#### INFORMATION GIVEN ####

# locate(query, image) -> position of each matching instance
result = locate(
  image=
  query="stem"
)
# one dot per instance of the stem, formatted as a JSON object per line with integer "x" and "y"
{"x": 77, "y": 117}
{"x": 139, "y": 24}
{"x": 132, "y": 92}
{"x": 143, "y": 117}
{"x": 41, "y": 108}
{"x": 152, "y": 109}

####

EXERCISE DIRECTIONS =>
A lone number is the expected answer: the count of lines in these entries holding the string "locate".

SOLUTION TO THIS TASK =>
2